• [What you need to do]: Each entry should be copied as it stands, leaving the pictures behind.

═══ Excerpted data

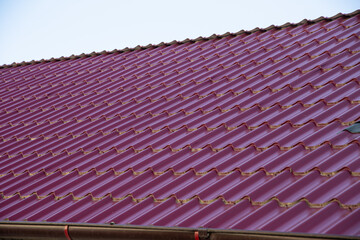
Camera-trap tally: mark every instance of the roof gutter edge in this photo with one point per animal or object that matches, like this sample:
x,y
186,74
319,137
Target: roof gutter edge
x,y
75,231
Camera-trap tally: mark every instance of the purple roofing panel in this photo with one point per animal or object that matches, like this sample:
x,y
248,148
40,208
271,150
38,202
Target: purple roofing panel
x,y
241,131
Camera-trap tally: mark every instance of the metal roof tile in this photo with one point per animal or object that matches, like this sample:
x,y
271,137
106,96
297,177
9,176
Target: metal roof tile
x,y
240,131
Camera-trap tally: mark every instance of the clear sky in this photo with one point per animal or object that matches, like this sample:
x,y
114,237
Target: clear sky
x,y
36,29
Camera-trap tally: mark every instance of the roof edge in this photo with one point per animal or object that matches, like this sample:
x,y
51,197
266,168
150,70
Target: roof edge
x,y
41,230
126,49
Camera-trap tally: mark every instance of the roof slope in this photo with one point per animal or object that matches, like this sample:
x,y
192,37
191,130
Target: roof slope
x,y
244,131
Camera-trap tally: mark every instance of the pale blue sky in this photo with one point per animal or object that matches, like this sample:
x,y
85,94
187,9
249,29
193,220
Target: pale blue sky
x,y
36,29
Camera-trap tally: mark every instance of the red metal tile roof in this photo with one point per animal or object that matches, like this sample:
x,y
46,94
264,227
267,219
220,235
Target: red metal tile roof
x,y
240,131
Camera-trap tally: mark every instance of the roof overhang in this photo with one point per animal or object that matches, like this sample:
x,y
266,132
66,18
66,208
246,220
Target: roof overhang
x,y
67,231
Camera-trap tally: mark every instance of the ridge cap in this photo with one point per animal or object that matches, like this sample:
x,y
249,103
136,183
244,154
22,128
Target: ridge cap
x,y
187,40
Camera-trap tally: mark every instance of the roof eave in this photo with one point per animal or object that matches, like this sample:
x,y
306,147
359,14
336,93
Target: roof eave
x,y
74,231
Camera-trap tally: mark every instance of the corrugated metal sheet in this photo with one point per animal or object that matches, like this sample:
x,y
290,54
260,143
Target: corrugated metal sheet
x,y
242,131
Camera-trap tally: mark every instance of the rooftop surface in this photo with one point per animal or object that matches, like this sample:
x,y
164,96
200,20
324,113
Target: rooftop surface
x,y
246,131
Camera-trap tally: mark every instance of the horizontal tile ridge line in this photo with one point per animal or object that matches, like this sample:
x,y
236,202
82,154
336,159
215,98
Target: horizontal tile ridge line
x,y
236,149
194,59
180,173
121,78
303,22
207,202
182,98
171,130
149,113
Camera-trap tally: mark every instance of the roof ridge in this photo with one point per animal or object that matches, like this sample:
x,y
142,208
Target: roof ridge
x,y
200,38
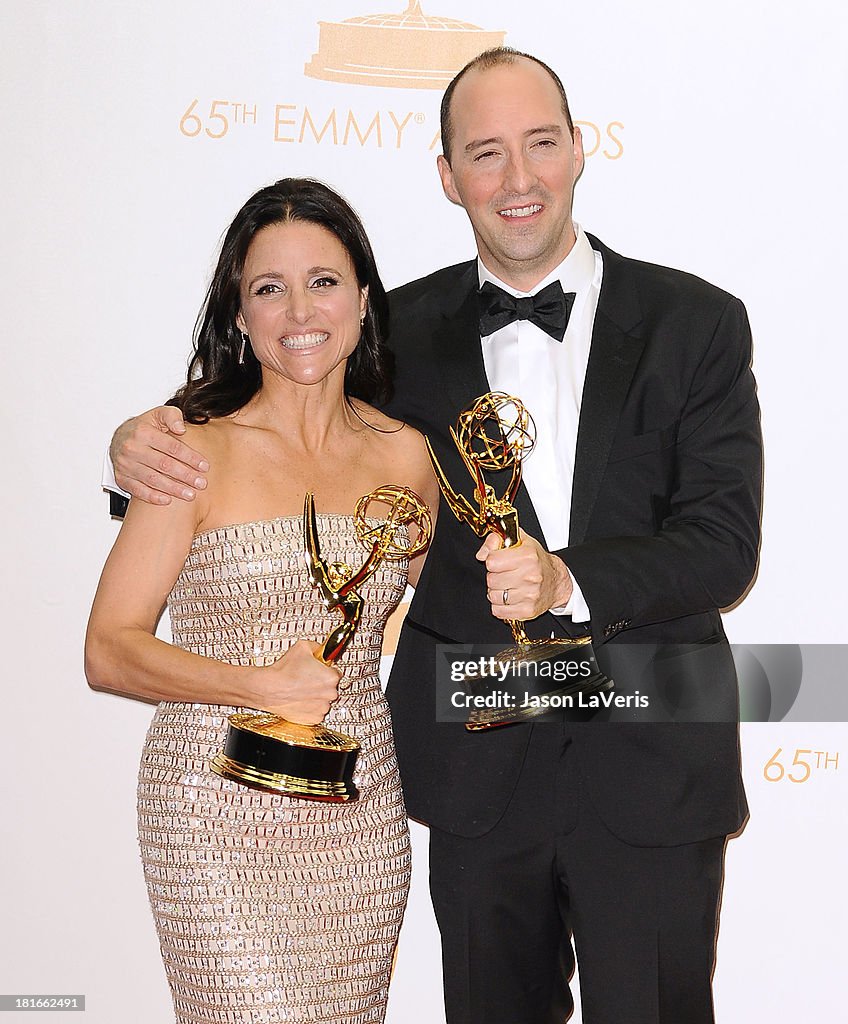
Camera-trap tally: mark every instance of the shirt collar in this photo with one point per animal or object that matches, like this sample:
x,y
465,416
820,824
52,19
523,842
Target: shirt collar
x,y
576,272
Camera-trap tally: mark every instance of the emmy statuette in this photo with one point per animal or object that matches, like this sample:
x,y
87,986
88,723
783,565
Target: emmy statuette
x,y
264,751
494,434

══════

• [Finished task]:
Camera-trap tally: mark every instance of the roof gutter edge in this photo with one point per animal or object that matches, like this sample:
x,y
186,74
319,137
Target: roof gutter edge
x,y
75,231
Camera-trap tally: mark every instance of the purple roofing panel in this photo with one point per animal or object that matches, like this sample:
x,y
248,148
40,208
271,150
38,202
Target: purple roofing panel
x,y
241,131
Camera-trap tally: mark every instance of the metal roof tile in this photo with one point per animal or object that matches, like this sample:
x,y
271,137
106,96
297,177
9,176
Target: metal roof tile
x,y
240,131
Camera-trap tally: mark every instance of the clear sky in this photo with one point per animal or object that matches, like this sample:
x,y
114,237
Target: clear sky
x,y
36,29
Camera-trap tally: mark every instance of the roof edge in this photo with one point per animal or object that matches, like this sample:
x,y
51,197
266,168
150,70
Target: roof edge
x,y
41,230
126,49
Camera-trap tally: mark every instance of the roof slope in this photo with one point per animal or object that matches, like this sample:
x,y
192,37
191,130
Target: roof slope
x,y
244,131
Camera-trap tally: mark every instance of the pale blue sky in this photo with one point per animal or object that matches, like this sample:
x,y
85,94
187,9
249,29
193,220
Target: pale blue sky
x,y
36,29
Camera-trap tally: mark every instance of the red metal tile roof in this photo with one point per animal or object that matches, like this sample:
x,y
46,94
264,227
267,219
220,235
Target: red metal tile roof
x,y
240,131
Camera-trap tally: mark every instance of the roof overhang in this photo with one point per animal or object that matches, like this sample:
x,y
266,132
66,18
66,208
246,220
Target: roof overhang
x,y
67,231
Camera-trap tally: mark every instance of the ridge cap in this photo with one point per animal or object that matches, like this sample:
x,y
249,103
136,183
244,154
22,128
Target: ridge cap
x,y
187,40
Camera-trap tally: mark every instance of the roof eave in this photo with one point per animal or object that matches, like this sample:
x,y
306,147
359,14
336,93
Target: roof eave
x,y
74,231
Camera-trap tally: mark every instance of the corrugated metal sheet in this photo with one point per animal or object that matches, like this sample:
x,y
290,54
260,143
Target: corrugated metal sheet
x,y
242,131
Camera-trap tally: mark every instance of the rooftop surface in this photo with one point per animal or object that matches, like this sample:
x,y
164,96
200,20
324,113
Target: rooftop surface
x,y
246,131
Camera-trap tally: mark every instance of the horizontal tile ridge line in this photo with one point per animal or object that matches, like this sample:
x,y
236,202
82,154
336,159
215,98
Target: horizontal tile ridge line
x,y
236,149
194,59
180,173
121,78
303,22
207,202
182,98
171,130
149,113
Camera-trap tally: mark every instance of the roof ridge in this photo with one point per animal or object that matches, like this sample:
x,y
142,208
Target: roof ridge
x,y
200,38
Camera-trap tally: mark every instance of the shirt collar in this photo with one point per animal or object that matches, like this sample:
x,y
465,416
820,824
52,19
523,842
Target: shirt collar
x,y
576,272
Camera-trap tally: mark every instance of the emmy statuette in this photo with one point per animal or object that matches, like this sample:
x,y
87,986
88,723
783,565
Target: emmy statuette
x,y
264,751
494,434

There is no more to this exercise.